■ **Consignes**
- 1) Quelles personnes sont désignées par leur nom ou leur prénom dans l'article sur le procès de Gérard Depardieu ? Donnez-les toutes.
- 2) Écrivez la suite de l'article sur le procès de Gérard Depardieu, en reprenant après sa dernière phrase.

■ **Texte fourni**
= = = = =

L'avocat de l'acteur a lui plaidé la relaxe pour son client, victime de "harcèlement" : "Je veux que dans ce dossier le cauchemar, l'enfer dans lequel Gérard Depardieu a été jeté se termine".
Sa très longue plaidoirie a été marquée par des passages survoltés à l'encontre des plaignantes. "Votre trauma, combien même l'agression aurait bien eu lieu, il est relatif ! C'est pas Guy Georges !", crie-t-il faisant référence au tueur en série. Pour l'avocat, Amélie et Sarah (prénom modifié) sont des affabulatrices au service d'une "organisation" de "féministes enragées", "d'agitées du bocal" qui bénéficie de "la publicité de Mediapart avec la complicité du parquet".
Pour les parties civiles, les réquisitions ont "fait la démonstration de la culpabilité" du prévenu, selon Me Carine Durrieu Diebolt, avocate d'une des plaignantes. Amélie, 54 ans, était décoratrice sur Les Volets verts. A la barre elle a raconté avoir été "coincée entre les jambes de Gérard Depardieu" qui lui a "malaxé les fesses et les seins" en proférant des propos à caractère sexuel.
Des accusations niées plusieurs fois par l'acteur. "Je ne vois pas pourquoi je m'amuserais à peloter une femme, des fesses, des seins, je ne suis pas un frotteur dans le métro", se défend-il face au président du tribunal.
"D'un autre temps"
Sarah, 34 ans et 3e assistante réalisatrice sur le tournage, a elle indiqué que l'acteur lui avait posé une main sur une fesse et qu'il avait recommencé sur ses seins. "Je l'ai peut-être frôlée avec le dos dans le couloir, mais je ne l'ai pas touchée !", a affirmé à la barre Gérard Depardieu. "Je n'ai pas fait d'agression sexuelle, une agression c'est plus grave que ça je crois".
"Plus grave que quoi ?", l'a interpellé l'avocate de Sarah, Me Claude Vincent. "Plus grave qu'une main aux fesses. Enfin, je n'ai pas mis de main aux fesses !", s'est empressé d'ajouter l'acteur, qui a affirmé être "d'un autre temps". Un temps où les femmes "ne parlaient pas", "ne déposaient pas plainte" quand un homme les touchait, ont rappelé les parties civiles, dénonçant "l'apologie du sexisme".

= = = = =

■ **Listing fourni**
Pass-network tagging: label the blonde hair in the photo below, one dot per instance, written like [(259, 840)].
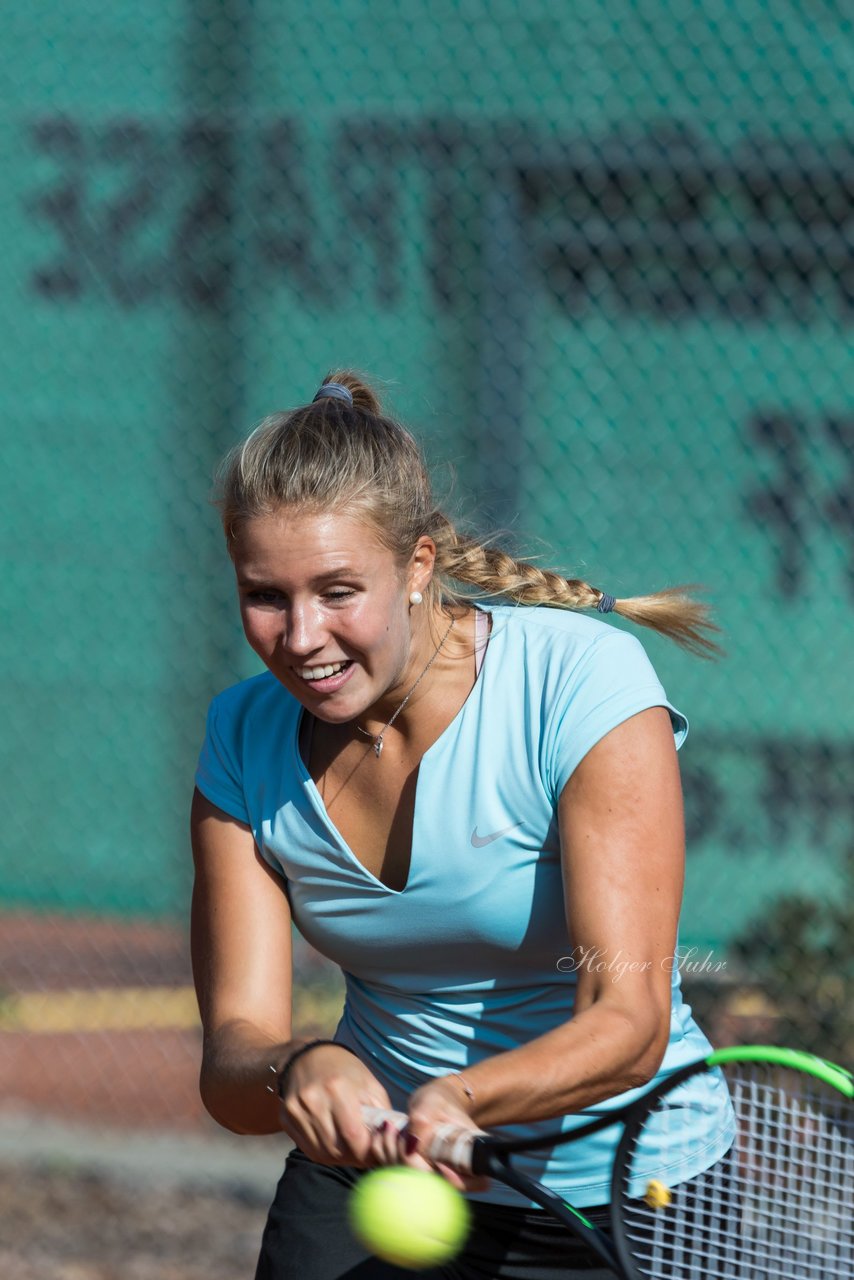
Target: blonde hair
[(332, 455)]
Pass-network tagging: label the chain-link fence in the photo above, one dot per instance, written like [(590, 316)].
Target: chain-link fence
[(603, 259)]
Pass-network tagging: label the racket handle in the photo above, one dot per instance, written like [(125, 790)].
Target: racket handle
[(451, 1144)]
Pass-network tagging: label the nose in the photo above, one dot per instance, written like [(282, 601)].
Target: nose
[(304, 631)]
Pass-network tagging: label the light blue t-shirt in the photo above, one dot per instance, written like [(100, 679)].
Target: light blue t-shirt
[(473, 956)]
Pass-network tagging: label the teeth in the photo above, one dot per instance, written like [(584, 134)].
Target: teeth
[(322, 672)]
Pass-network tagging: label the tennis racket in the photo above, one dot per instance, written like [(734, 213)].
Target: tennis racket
[(740, 1165)]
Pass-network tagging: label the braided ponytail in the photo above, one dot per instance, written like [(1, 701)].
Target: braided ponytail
[(343, 455), (492, 571)]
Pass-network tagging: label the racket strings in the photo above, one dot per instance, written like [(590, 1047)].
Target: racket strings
[(776, 1206)]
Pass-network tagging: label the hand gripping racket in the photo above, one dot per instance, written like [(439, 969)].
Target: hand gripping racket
[(735, 1168)]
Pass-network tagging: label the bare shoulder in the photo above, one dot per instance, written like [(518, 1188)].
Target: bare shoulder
[(240, 928)]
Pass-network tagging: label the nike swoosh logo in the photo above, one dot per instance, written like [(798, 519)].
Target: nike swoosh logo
[(479, 841)]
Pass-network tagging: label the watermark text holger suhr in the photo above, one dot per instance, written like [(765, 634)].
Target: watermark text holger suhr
[(688, 960)]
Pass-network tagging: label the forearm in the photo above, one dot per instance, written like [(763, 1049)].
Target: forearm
[(601, 1052), (236, 1074)]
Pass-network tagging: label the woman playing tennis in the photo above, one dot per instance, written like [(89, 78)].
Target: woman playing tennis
[(462, 791)]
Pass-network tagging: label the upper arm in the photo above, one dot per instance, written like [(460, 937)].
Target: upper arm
[(622, 850), (240, 927)]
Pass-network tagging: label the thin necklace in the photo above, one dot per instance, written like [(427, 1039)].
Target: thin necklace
[(378, 739)]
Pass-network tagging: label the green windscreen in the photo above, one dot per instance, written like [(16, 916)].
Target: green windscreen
[(601, 259)]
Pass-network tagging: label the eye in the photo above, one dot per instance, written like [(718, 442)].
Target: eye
[(263, 597)]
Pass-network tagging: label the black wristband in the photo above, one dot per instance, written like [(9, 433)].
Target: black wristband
[(282, 1074)]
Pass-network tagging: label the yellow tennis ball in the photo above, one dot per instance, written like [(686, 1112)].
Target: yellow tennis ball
[(409, 1216)]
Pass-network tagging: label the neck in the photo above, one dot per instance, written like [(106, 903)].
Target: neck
[(400, 705)]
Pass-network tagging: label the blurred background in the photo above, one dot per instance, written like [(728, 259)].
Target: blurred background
[(601, 257)]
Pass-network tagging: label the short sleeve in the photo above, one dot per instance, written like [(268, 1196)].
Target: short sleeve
[(218, 775), (612, 681)]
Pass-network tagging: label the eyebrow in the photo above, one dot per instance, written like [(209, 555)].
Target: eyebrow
[(330, 575)]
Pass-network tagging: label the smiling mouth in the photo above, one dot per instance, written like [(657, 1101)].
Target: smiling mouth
[(323, 671)]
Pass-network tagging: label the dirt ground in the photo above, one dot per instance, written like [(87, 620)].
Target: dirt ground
[(109, 1166), (56, 1225)]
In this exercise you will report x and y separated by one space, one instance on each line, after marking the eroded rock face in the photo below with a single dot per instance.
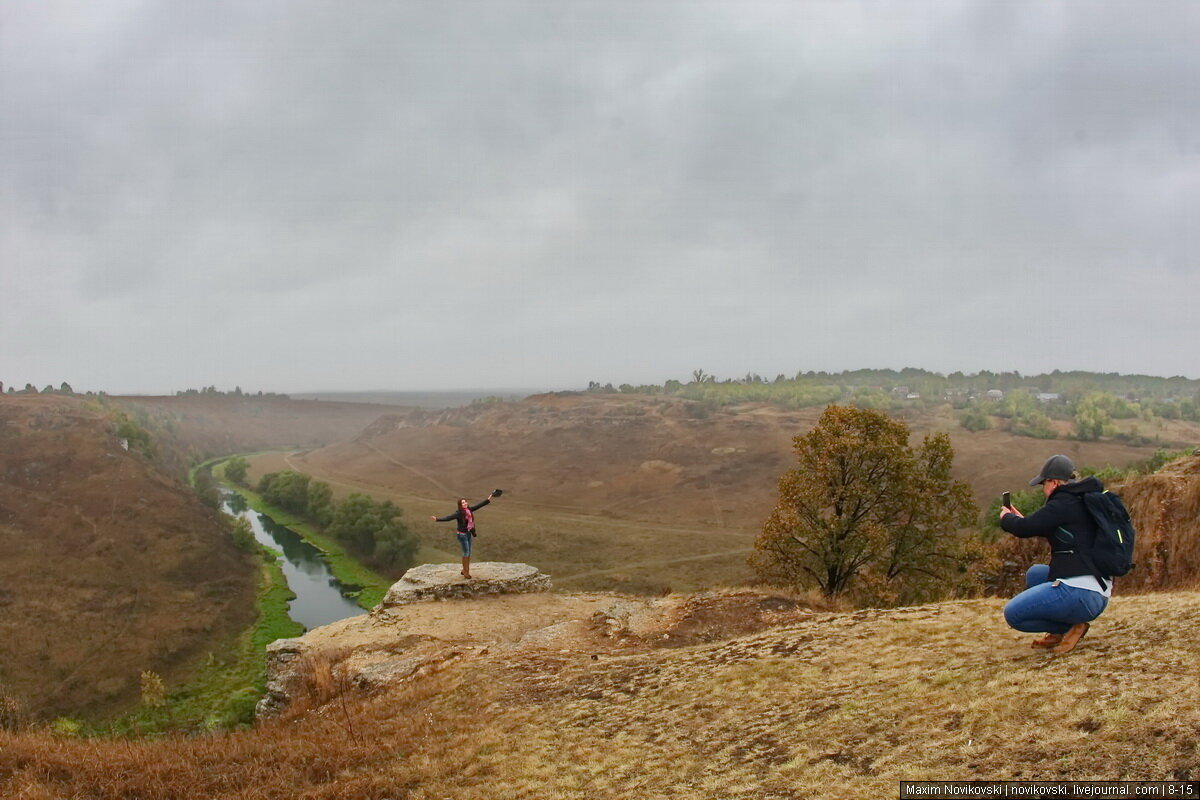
283 657
444 582
373 650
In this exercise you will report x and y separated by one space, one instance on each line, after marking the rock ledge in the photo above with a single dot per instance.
444 582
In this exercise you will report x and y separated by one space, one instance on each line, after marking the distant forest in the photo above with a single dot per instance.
1091 401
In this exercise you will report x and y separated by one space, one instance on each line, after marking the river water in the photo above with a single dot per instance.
319 599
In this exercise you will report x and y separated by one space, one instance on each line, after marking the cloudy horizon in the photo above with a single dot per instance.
427 196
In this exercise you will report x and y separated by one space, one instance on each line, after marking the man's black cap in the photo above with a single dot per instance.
1057 468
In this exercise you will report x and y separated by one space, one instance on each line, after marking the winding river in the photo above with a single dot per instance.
318 594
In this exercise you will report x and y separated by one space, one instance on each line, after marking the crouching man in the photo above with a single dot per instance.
1061 597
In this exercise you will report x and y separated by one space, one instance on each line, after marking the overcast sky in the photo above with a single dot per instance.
300 196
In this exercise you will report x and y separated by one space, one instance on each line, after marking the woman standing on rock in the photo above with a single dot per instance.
465 515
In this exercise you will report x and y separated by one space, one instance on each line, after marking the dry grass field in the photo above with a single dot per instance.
628 493
816 705
222 425
107 566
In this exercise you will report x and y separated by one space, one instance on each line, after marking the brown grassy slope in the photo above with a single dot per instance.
627 492
829 707
217 426
107 566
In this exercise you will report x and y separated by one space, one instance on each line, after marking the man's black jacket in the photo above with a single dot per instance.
1066 524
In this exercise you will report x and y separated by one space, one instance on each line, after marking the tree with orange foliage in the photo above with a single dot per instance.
867 512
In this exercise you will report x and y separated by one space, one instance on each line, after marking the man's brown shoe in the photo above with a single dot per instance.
1072 637
1047 641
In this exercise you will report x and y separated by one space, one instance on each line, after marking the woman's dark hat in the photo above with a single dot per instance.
1057 468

= = = = =

■ **Réponses dans l'ordre**
- 1)
- Gérard Depardieu
- Guy Georges
- Amélie
- Sarah
- Me Carine Durrieu Diebolt
- Me Claude Vincent

- 2)
Ce procès est la meilleure illustration que non, on ne peut pas séparer l'homme de l'artiste ! Il n'est ni Jean Valjean, ni Cyrano de Bergerac ! Il n'est pas les hommes qu'il a joués. Il est Gérard Depardieu et il est misogyne ! Me Claude Vincent, avocate de Sarah
"Menteuses, hystériques, allez pleurer !", a ainsi crié Me Assous pendant le procès à Amélie et Sarah.
Ce procès, a rappelé l'avocate de Sarah, "est la meilleure illustration que non, on ne peut pas séparer l'homme de l'artiste ! Il n'est ni Jean Valjean, ni Cyrano de Bergerac ! Il n'est pas les hommes qu'il a joués. Il est Gérard Depardieu et il est misogyne !" "On a cru en nous traitant d'hystériques qu'on allait nous humilier mais ce qu'ils ne comprennent pas c'est qu'on est fières d'être femmes", a terminé Me Vincent.

"Dire non"
Gérard Depardieu est par ailleurs mis en examen pour "viols" et "agressions sexuelles" depuis le 16 décembre 2020.
Pendant le procès, quatre femmes en plus des plaignantes sont venues témoigner d'agressions sexuelles entre 2007 et 2015. A chaque fois, elles ont évoqué "les mains sur les seins", "la main dans la culotte" et aussi le silence gardé, "parce qu'à 20 ans, c'est difficile d'aller au commissariat et de porter plainte contre M. Depardieu", a témoigné l'une d'entre elles.
Ben quoi ? Je croyais que tu voulais réussir dans le cinéma. Témoignage de Sarah B.
Parmi elles : Marie, une journaliste qui a tourné une émission de télévision en 2007 avec Gérard Depardieu comme invité. Des sanglots dans la voix, la jeune femme a raconté le jour où l'acteur est arrivé derrière elle et lui "a pétri le dos en grognant" et en descendant vers sa jupe.
Enfin, autre témoignage, celui de Sarah B., elle avait 20 ans quand elle a tourné sur la série Marseille avec Gérard Depardieu. "Il avait sa main dans mon dos, il a commencé à grogner, j'ai trouvé ça étrange", commence-t-elle. "Et il a mis sa main dans ma culotte contre ma peau. Je l'ai repoussé, il l'a refait". Selon sa déposition devant le tribunal, il aurait ensuite dit : "Ben quoi ? Je croyais que tu voulais réussir dans le cinéma".